*Problem details*:
Format the lines below as a numbered list, omitting any blank lines.

[Saved entries]

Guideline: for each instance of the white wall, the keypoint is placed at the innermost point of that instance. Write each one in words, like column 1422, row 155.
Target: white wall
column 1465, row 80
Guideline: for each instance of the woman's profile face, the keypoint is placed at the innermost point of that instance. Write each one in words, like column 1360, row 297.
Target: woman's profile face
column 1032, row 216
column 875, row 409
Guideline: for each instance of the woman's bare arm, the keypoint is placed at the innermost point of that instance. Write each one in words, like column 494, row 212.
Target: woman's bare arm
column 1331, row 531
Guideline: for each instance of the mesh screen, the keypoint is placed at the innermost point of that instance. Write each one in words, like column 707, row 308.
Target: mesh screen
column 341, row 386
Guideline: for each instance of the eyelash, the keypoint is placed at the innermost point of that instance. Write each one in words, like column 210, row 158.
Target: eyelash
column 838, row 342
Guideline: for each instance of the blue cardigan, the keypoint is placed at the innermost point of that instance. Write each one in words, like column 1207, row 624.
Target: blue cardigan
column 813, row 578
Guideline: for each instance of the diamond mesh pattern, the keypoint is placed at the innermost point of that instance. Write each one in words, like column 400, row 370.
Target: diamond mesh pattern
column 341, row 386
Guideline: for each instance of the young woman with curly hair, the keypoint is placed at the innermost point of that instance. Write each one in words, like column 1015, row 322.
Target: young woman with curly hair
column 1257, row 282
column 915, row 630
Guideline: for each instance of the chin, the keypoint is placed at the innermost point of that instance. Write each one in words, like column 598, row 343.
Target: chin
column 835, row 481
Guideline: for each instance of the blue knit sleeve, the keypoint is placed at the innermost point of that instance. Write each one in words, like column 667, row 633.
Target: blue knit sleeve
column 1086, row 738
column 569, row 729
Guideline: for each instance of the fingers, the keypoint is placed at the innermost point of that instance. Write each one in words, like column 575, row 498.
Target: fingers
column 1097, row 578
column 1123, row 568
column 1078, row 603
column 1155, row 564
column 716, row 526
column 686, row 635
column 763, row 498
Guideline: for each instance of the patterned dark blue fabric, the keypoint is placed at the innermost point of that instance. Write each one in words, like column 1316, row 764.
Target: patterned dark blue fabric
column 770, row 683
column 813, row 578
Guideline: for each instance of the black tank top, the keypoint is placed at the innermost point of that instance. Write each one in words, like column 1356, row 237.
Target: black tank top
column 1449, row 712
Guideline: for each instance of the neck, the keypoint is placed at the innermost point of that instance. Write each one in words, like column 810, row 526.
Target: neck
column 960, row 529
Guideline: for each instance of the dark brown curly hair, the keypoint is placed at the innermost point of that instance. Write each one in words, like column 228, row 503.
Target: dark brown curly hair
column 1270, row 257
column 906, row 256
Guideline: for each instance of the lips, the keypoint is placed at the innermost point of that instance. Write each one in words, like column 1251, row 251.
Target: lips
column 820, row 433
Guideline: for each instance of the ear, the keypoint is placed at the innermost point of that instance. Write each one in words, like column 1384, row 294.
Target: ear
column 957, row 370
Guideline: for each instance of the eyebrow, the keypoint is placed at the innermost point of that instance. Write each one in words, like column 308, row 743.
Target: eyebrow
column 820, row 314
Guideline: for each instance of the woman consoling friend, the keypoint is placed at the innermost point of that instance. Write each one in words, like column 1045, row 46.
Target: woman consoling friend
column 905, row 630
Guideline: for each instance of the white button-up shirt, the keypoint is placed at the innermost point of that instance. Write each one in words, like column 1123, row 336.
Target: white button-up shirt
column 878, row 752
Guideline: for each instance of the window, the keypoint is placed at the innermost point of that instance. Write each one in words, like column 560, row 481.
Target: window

*Full solution*:
1. Guideline: for each instance of the white wall, the keypoint is placed at the innermost point of that instance. Write each one in words, like column 1422, row 155.
2. Target: white wall
3. column 1465, row 80
4. Guideline: for each instance of the woman's profile face, the keypoint is placed at the innermost point of that instance. Write each one in words, like column 1360, row 297.
5. Target: woman's profile face
6. column 1032, row 216
7. column 875, row 409
8. Guideline: for each instance of the woman's bare arm, the keypoint is placed at the innermost point of that instance. Write each one in words, like column 494, row 212.
9. Target: woman's bare arm
10. column 1331, row 531
11. Guideline: for each instance of the mesh screen, the keypoint is placed at the innermost point of that instance. Write each one in words, like column 707, row 308.
12. Target: mesh screen
13. column 341, row 386
14. Guideline: for each instance of the eyelash, the keypoint is placed at the innermost point of that instance. Write each one in words, like column 210, row 158.
15. Target: eyelash
16. column 838, row 342
17. Guideline: for each instance of the blue cardigan, the keypoint is placed at the innermost point of that instance. Write each one in words, like column 1207, row 624.
18. Target: blue cardigan
19. column 813, row 578
20. Guideline: for each instance of the diamond mesh pattern, the keypoint is placed at the innermost point of that instance. Write each one in words, like column 400, row 370.
21. Target: diamond mesh pattern
22. column 341, row 386
23. Guideline: for each instance of the young woman with curly hair, the keypoint is placed at the innermost point of that instance. Write each one in words, like column 1015, row 322.
24. Target: young woman with curly hair
25. column 1257, row 282
26. column 915, row 630
27. Guideline: for each instance of the chin, the keypoint is placed at the innermost point of that instance. Write each one in words, like column 598, row 343.
28. Target: chin
29. column 835, row 481
30. Guideline: for each instance of the blue knit sleeve, the keypoint is placed at the innermost point of that instance. Write each one in words, like column 667, row 633.
31. Target: blue knit sleeve
32. column 1086, row 738
33. column 569, row 729
34. Guideline: for each instance of the fingers, the keypoint is placed at the innermost point of that instance. Write each one in words, like column 575, row 498.
35. Target: fingers
36. column 1097, row 578
37. column 1123, row 568
38. column 1078, row 603
39. column 1155, row 564
40. column 716, row 526
41. column 686, row 635
42. column 763, row 498
43. Guideline: for each instance of the patterned dark blue fabric, the keypoint is placed at the innermost point of that instance. Write each one in words, like column 1316, row 764.
44. Target: patterned dark blue fabric
45. column 770, row 683
46. column 813, row 578
47. Guideline: for each instance of the black tank top, the keypoint is placed at the innermost point of that instance. Write each one in words, like column 1356, row 237.
48. Target: black tank top
49. column 1449, row 712
50. Guideline: for each instance of the neck, the keypoint is placed at the innermost point of that instance. Write each one in words, like column 810, row 526.
51. Target: neck
52. column 960, row 529
53. Guideline: for each instance of the dark brown curly hair, the keypoint is placed at the innermost point of that instance. Write each one in words, like column 228, row 503.
54. Target: dark brown curly hair
55. column 1270, row 257
56. column 906, row 256
57. Guideline: for each instance of the lips, the keypoint is placed at the innermost point of that instance. Write each one in words, like column 1251, row 251.
58. Target: lips
59. column 820, row 433
60. Guideline: for each instance of the ear, the keypoint is placed at the innermost point of that instance. Write each one in words, like column 1384, row 294.
61. Target: ear
62. column 957, row 370
63. Guideline: for each instance of the eyebrow, the keypoint is placed at the innermost point of that instance. Write each one in words, like column 308, row 743.
64. Target: eyebrow
65. column 820, row 314
66. Guideline: for each instance of the woman consoling friend, the keypoint is placed at the innermost point of that instance. Write each one in words, like column 1045, row 46.
67. Target: woman consoling friend
68. column 905, row 630
69. Guideline: for each instance of the white button-up shirt, the keypoint is placed at the innermost point of that instance. Write each one in words, like column 1123, row 336.
70. Target: white button-up shirt
71. column 878, row 752
72. Guideline: for each instance of the window, the keypoint is placed at the innermost point of that instance. Write each one in words, like column 560, row 481.
73. Target: window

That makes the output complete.